Records for the task:
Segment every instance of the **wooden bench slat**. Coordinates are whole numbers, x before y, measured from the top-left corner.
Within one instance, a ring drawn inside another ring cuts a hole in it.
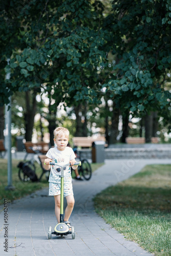
[[[74,146],[82,147],[90,147],[94,141],[101,141],[105,142],[104,137],[100,136],[97,138],[92,137],[74,137],[72,139]]]
[[[159,138],[153,137],[152,138],[152,143],[157,143],[159,141]],[[127,144],[143,144],[145,143],[144,137],[131,137],[126,138],[126,142]]]
[[[24,143],[26,152],[28,153],[34,153],[34,151],[30,148],[32,147],[33,150],[38,150],[42,154],[46,154],[49,150],[49,143],[40,141],[39,142],[33,143],[31,141],[26,141]]]

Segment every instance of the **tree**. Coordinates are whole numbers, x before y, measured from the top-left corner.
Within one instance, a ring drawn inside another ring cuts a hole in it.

Description of the task: How many lines in the records above contain the string "Segment"? Match case exactly and give only the number.

Full answer: 2